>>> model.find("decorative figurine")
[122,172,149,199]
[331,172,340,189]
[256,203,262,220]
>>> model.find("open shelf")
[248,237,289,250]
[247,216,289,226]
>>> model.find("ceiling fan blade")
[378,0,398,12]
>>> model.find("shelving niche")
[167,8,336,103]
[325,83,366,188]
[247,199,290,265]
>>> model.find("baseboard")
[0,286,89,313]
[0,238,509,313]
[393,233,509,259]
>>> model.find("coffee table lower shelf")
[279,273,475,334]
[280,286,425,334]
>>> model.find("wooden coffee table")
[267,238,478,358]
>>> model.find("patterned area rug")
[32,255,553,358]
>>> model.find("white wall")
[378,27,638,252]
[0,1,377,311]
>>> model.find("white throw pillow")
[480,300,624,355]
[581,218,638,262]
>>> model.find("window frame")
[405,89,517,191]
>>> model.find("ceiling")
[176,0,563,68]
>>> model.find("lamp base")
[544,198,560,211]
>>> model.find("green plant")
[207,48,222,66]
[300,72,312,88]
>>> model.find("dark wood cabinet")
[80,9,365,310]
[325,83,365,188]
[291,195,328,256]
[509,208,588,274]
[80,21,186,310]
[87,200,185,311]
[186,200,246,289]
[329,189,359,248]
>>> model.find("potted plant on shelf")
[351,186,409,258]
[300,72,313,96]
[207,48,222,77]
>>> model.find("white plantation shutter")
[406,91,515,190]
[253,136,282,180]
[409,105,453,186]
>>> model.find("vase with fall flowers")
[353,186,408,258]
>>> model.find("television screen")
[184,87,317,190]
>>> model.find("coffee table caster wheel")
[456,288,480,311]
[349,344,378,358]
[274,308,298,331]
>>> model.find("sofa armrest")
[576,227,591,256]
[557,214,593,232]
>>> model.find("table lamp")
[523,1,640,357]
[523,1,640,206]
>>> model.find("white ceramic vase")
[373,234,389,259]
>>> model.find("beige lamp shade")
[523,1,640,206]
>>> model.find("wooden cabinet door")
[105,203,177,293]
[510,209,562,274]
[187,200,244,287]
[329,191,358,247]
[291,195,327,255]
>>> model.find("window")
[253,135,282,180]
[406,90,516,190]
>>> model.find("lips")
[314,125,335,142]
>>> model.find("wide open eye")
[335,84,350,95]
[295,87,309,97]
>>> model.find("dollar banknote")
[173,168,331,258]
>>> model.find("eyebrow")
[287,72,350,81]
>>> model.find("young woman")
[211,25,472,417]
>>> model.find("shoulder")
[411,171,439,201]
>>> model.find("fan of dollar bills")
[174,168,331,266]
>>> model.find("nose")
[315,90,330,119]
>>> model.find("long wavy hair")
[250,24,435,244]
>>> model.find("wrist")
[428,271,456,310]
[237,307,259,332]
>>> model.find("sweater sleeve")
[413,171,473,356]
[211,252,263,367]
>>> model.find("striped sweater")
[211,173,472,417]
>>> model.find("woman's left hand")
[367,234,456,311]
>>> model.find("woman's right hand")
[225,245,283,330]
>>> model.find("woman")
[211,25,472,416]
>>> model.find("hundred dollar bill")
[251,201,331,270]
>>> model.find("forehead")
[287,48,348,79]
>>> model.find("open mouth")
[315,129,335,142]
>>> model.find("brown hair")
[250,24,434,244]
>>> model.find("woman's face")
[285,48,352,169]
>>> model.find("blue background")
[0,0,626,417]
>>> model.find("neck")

▶ [SET EXERCISE] Could you reproduce the data from its first line through the line containing "[0,1,377,311]", swapping "coffee table" for "side table" and leaving everything else unchanged?

▶ [WRITTEN ANSWER]
>>> model.find("decorative figurine")
[122,172,149,199]
[331,172,340,189]
[256,203,262,220]
>>> model.find("open shelf")
[248,237,289,250]
[247,216,289,226]
>>> model.find("ceiling fan blade")
[378,0,398,12]
>>> model.find("shelving niche")
[167,8,336,103]
[325,83,366,188]
[247,199,290,265]
>>> model.find("baseboard")
[0,286,89,313]
[0,238,509,313]
[393,233,509,259]
>>> model.find("side table lower shelf")
[279,273,475,334]
[280,286,425,334]
>>> model.find("wooden side table")
[267,238,478,358]
>>> model.find("patterned area rug")
[32,255,553,358]
>>> model.find("white wall")
[378,27,638,252]
[0,1,377,311]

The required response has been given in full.